* What is expected *
Filter the records for "night" and keep each line that has it.

* Task data *
────────────────

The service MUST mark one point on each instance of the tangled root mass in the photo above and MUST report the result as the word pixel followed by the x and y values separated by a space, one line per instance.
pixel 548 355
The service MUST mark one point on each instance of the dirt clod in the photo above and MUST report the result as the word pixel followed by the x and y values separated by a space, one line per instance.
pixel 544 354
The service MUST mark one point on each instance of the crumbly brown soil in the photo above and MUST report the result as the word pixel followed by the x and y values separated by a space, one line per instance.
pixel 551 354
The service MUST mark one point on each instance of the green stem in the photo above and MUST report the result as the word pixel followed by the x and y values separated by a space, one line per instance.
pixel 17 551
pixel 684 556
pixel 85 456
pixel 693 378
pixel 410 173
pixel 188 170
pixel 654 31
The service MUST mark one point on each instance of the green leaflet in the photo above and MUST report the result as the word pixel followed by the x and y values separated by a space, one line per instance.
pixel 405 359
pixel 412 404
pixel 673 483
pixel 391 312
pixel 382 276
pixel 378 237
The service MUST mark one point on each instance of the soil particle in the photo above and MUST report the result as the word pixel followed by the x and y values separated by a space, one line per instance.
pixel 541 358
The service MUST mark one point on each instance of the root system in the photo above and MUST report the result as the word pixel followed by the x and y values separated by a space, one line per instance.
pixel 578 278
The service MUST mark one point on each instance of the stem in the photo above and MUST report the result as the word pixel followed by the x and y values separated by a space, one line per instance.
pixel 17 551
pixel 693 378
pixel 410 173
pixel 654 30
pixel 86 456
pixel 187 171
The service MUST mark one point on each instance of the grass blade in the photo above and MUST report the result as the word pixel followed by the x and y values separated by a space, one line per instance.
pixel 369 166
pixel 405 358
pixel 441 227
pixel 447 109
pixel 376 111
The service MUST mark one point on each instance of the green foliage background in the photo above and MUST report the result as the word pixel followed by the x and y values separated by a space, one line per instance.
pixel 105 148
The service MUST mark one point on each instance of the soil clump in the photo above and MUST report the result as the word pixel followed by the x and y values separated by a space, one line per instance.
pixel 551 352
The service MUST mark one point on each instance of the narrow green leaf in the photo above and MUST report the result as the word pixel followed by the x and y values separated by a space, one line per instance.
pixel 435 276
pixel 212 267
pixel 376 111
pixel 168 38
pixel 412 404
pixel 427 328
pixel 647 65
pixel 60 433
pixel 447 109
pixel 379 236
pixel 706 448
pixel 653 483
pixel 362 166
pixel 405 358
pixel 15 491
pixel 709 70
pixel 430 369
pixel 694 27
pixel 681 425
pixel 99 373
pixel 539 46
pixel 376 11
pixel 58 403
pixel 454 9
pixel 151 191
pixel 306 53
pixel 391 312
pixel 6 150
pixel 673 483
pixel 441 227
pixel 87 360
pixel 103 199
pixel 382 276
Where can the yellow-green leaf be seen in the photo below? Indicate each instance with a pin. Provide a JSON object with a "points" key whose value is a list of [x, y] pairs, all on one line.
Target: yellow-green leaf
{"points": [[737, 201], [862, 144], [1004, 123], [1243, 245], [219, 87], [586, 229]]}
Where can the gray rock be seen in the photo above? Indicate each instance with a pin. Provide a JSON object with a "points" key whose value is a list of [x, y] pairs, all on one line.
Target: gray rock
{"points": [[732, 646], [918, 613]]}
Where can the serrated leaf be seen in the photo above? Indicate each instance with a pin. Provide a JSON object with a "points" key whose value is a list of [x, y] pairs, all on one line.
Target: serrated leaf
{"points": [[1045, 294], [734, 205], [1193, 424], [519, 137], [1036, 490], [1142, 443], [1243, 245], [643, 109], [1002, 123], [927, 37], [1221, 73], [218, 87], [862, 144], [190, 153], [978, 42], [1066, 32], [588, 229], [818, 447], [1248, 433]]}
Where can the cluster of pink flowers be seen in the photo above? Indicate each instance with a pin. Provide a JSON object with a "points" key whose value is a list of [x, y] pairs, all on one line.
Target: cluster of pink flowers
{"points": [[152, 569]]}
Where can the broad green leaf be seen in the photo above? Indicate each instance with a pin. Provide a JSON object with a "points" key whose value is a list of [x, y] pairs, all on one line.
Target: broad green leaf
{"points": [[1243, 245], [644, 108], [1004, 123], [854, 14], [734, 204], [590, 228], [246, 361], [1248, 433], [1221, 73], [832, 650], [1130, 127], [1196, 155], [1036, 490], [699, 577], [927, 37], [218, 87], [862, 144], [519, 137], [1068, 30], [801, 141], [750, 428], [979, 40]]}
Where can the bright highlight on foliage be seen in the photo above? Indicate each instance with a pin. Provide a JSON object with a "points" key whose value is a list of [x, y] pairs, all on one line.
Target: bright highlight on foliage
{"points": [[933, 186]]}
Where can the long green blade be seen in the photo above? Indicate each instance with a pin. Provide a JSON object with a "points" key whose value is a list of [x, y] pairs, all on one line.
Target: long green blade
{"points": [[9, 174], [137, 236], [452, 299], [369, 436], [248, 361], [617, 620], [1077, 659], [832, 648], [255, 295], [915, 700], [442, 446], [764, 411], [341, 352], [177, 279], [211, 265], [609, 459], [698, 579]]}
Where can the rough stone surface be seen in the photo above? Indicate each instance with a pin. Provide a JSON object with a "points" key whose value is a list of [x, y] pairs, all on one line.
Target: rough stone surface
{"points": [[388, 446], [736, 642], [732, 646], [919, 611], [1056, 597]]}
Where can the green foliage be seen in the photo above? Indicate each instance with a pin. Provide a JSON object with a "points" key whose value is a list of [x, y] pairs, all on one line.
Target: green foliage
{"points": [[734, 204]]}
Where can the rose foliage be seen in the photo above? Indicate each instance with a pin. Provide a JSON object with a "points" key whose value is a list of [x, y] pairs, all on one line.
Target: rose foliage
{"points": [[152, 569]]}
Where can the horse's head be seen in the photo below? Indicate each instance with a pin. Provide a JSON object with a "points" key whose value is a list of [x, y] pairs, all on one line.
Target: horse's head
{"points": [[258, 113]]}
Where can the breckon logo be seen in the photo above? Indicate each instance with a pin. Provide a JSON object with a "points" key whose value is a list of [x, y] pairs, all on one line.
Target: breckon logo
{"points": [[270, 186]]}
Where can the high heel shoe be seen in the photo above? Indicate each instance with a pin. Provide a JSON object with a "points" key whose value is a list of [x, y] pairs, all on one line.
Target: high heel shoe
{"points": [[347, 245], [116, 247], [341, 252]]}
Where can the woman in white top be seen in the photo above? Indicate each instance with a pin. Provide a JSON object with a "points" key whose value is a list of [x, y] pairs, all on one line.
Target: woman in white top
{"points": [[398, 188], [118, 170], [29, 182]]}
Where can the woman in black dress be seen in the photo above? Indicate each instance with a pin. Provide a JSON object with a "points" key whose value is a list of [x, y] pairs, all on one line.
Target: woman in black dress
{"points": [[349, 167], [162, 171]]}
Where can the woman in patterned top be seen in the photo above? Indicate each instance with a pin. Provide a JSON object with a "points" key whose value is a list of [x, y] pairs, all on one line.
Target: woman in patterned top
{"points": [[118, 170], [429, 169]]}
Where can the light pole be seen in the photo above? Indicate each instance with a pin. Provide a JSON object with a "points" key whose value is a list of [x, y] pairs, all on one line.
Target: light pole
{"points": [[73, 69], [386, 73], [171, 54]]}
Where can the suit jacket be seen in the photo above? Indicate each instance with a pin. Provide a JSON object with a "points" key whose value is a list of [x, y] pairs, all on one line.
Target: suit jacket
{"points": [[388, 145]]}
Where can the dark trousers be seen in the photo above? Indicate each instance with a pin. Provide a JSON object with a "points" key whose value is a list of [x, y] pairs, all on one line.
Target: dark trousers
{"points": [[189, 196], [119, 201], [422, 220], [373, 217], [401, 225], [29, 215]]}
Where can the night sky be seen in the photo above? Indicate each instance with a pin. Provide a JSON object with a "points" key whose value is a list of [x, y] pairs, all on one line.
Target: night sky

────────────────

* Answer area *
Where can the night sky be seen in the photo above? Indicate each instance with a pin. Provide a JSON object with a "points" key whose value is a list of [x, y] pairs, all on one line.
Target: night sky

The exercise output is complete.